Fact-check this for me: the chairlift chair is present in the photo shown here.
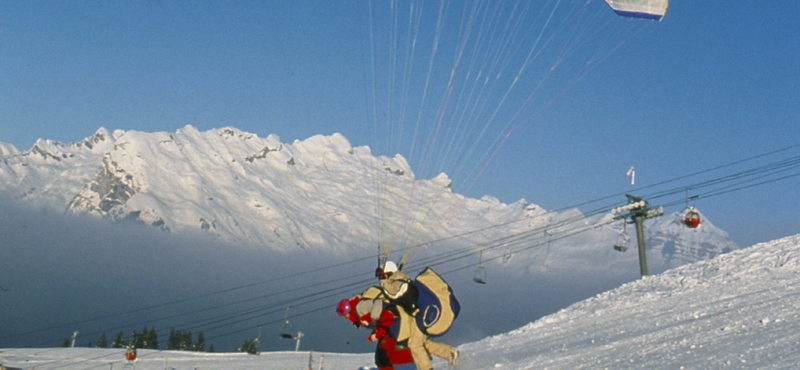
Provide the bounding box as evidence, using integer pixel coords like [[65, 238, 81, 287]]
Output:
[[682, 207, 700, 229], [472, 250, 486, 284], [680, 189, 700, 229]]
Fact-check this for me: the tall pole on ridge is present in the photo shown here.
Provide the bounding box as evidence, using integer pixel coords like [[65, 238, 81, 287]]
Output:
[[611, 194, 664, 277]]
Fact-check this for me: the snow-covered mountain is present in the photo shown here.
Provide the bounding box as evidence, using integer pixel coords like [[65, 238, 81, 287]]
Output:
[[0, 236, 800, 370], [0, 126, 738, 271], [0, 126, 738, 356]]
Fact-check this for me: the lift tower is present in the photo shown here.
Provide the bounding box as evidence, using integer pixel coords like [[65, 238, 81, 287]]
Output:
[[611, 194, 664, 277]]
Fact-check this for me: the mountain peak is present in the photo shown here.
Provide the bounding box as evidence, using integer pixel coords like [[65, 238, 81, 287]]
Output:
[[0, 125, 735, 268]]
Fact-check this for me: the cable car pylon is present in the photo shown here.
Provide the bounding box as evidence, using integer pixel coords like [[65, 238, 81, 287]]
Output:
[[611, 194, 664, 277]]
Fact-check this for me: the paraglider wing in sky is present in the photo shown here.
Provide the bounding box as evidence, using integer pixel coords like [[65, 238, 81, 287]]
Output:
[[606, 0, 669, 20]]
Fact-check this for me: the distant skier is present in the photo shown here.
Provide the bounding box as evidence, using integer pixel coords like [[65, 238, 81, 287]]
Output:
[[375, 261, 459, 370]]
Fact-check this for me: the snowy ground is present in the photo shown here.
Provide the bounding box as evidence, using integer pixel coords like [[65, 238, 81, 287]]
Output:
[[0, 235, 800, 370]]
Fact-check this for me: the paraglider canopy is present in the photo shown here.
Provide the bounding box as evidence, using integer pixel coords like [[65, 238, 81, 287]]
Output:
[[606, 0, 669, 20]]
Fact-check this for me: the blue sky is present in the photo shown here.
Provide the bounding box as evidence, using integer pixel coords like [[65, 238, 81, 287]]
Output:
[[0, 0, 800, 249]]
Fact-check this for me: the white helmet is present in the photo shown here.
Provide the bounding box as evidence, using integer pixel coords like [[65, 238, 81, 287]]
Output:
[[383, 261, 397, 274]]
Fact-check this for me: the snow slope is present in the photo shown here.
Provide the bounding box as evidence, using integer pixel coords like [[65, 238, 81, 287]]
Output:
[[0, 235, 800, 370]]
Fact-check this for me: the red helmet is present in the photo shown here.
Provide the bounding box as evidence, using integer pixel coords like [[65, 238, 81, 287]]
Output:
[[336, 299, 351, 316]]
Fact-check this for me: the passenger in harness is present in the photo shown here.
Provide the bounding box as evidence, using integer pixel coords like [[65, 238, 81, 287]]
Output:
[[336, 287, 413, 370], [375, 261, 459, 370]]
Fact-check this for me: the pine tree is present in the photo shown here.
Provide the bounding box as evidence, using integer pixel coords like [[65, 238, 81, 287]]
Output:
[[193, 331, 206, 352], [167, 328, 181, 350]]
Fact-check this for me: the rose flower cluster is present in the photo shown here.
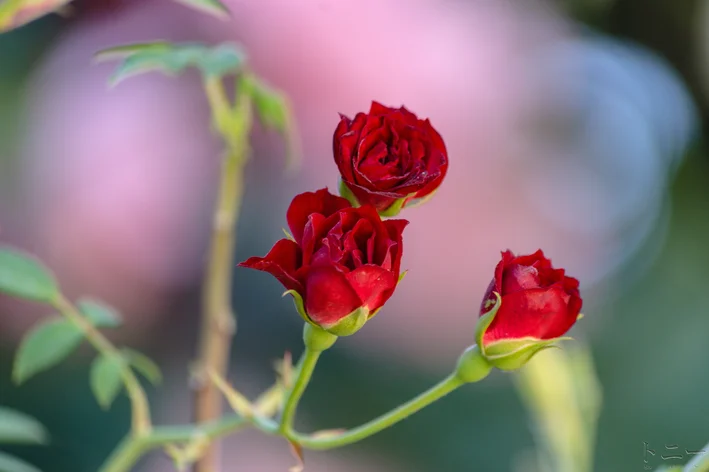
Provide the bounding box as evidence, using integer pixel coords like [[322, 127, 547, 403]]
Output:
[[239, 102, 581, 370]]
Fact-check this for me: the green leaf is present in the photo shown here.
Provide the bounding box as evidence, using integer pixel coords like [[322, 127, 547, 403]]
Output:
[[89, 355, 125, 410], [251, 80, 290, 133], [169, 0, 231, 20], [0, 406, 49, 444], [96, 41, 246, 85], [77, 297, 123, 328], [243, 74, 301, 172], [0, 0, 71, 33], [123, 349, 162, 385], [12, 319, 83, 384], [0, 452, 40, 472], [0, 247, 59, 303]]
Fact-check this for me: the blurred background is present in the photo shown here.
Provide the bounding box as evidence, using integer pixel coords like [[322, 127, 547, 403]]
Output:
[[0, 0, 709, 472]]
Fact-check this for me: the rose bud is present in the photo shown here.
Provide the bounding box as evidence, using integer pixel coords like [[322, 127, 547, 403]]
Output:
[[475, 249, 582, 370], [333, 102, 448, 216], [239, 189, 408, 336]]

☆ ☆ ☆

> [WHAT IS NEEDED]
Format every line of the records above as a JSON list of strings, one string per line, leaving out blank lines and the picture lines.

> [TASK ANSWER]
[
  "Fact-check this for me: the chairlift chair is present in the photo shown here.",
  "Provide the bounding box as evidence, using integer pixel coords like [[65, 238, 81, 287]]",
  "Output:",
  "[[682, 207, 700, 229], [472, 250, 486, 284], [680, 189, 700, 229]]",
  "Fact-check this for me: the tall pole on ridge is present in the photo shown here.",
  "Provide the bounding box as evidence, using integer pixel coords like [[65, 238, 81, 287]]",
  "Output:",
  "[[611, 194, 664, 277]]",
  "Fact-check this for me: the snow-covered mountain is present in the photo shown here.",
  "Provide the bounding box as evidence, using integer pixel coords like [[65, 238, 81, 287]]",
  "Output:",
  "[[0, 236, 800, 370], [0, 126, 738, 271], [0, 126, 738, 356]]",
  "Fact-check this for me: the lift tower is present in the photo shown here.",
  "Provide the bounding box as evidence, using integer pixel coords like [[65, 238, 81, 287]]",
  "Output:",
  "[[611, 194, 664, 277]]",
  "Fact-check this for me: the mountain peak is present in the photo shown here.",
  "Provide the bounding box as evidence, using integer pixel coords like [[65, 238, 81, 287]]",
  "Output:",
  "[[0, 125, 735, 268]]",
  "Fact-check this for me: the cable car pylon is present in the photo shown here.",
  "Provide the bounding box as evidence, using integer pixel coords like [[65, 238, 81, 287]]",
  "Output:",
  "[[611, 194, 664, 277]]",
  "Fact-check this for me: the paraglider wing in sky is present in the photo shown here.",
  "Provide the bounding box as evidence, using integer pixel coords like [[65, 238, 81, 287]]",
  "Output:",
  "[[606, 0, 669, 20]]",
  "Fact-check this for me: the distant skier is present in the photo shown here.",
  "Provide the bounding box as evidence, using integer pixel coords like [[65, 238, 81, 287]]",
  "Output:",
  "[[375, 261, 459, 370]]",
  "Fact-check this for me: the snowy ground is present in the photo shown here.",
  "Provide the bounding box as evidence, using integer pixel coords like [[65, 238, 81, 287]]",
  "Output:",
  "[[0, 235, 800, 370]]",
  "Fact-check this for me: the paraglider canopy is present in the photo shown here.",
  "Provide the bounding box as evidence, using integer pixel coords like [[65, 238, 81, 287]]",
  "Output:",
  "[[606, 0, 669, 20]]",
  "Fact-check this for me: the blue sky is present in the photo shown here.",
  "Provide the bounding box as evidence, using integer pixel coords like [[65, 238, 81, 287]]",
  "Output:",
  "[[0, 0, 800, 249]]",
  "Fact-check this for me: the white helmet is present in the photo shown here.",
  "Provide the bounding box as evidence, using integer pixel coords like [[65, 238, 81, 287]]",
  "Output:",
  "[[383, 261, 397, 274]]",
  "Fact-check this for me: the snow slope is present in the photo shown here.",
  "Provide the bounding box as evidence, using integer pixel coords like [[65, 238, 81, 287]]",
  "Output:",
  "[[0, 235, 800, 370]]",
  "Fact-check this for me: the red helmet is present in the photo shown here.",
  "Provide the bounding box as evidence, using integer pixel coords like [[65, 238, 81, 287]]",
  "Output:",
  "[[336, 299, 351, 316]]",
  "Fact-check this for me: the passenger in harness is present in the photo shown here.",
  "Provide the bounding box as evidence, using integer pixel coords like [[65, 238, 81, 287]]",
  "Output:",
  "[[336, 287, 413, 370], [375, 261, 459, 370]]",
  "Fact-check this for me: the pine tree is present in the photo shown here.",
  "Provide the bounding box as evidence, using integer pixel coords like [[65, 238, 81, 287]]",
  "Output:",
  "[[193, 331, 206, 352], [167, 328, 181, 350]]",
  "Fact-check this for me: the rose flower cluster is present in the photo shown here.",
  "Provide the bounding box as evidence, using integer pixel coords like [[322, 127, 547, 403]]",
  "Output:",
  "[[239, 102, 581, 370]]",
  "Fact-check this for me: the green leaf is present in the photo shown here.",
  "Provide the bounding box as evidence, using integer pixel coords like [[322, 127, 547, 403]]",
  "Output:",
  "[[89, 355, 125, 410], [251, 80, 290, 133], [169, 0, 231, 20], [0, 406, 49, 444], [96, 41, 246, 85], [77, 297, 123, 328], [243, 74, 301, 172], [0, 0, 71, 33], [123, 349, 162, 385], [12, 319, 83, 384], [0, 452, 40, 472], [0, 247, 59, 303]]",
  "Fact-check this for me: the blurred background is present in the photo shown here.",
  "Provide the bounding box as evidence, using integer pixel coords like [[322, 127, 547, 403]]",
  "Output:",
  "[[0, 0, 709, 472]]",
  "Fact-check this for me: the rose bud is present in the photo shown here.",
  "Provide the bounding box as evidence, using integer pixel coords like [[322, 127, 547, 403]]",
  "Output:",
  "[[475, 249, 582, 370], [333, 102, 448, 216], [239, 189, 408, 336]]"
]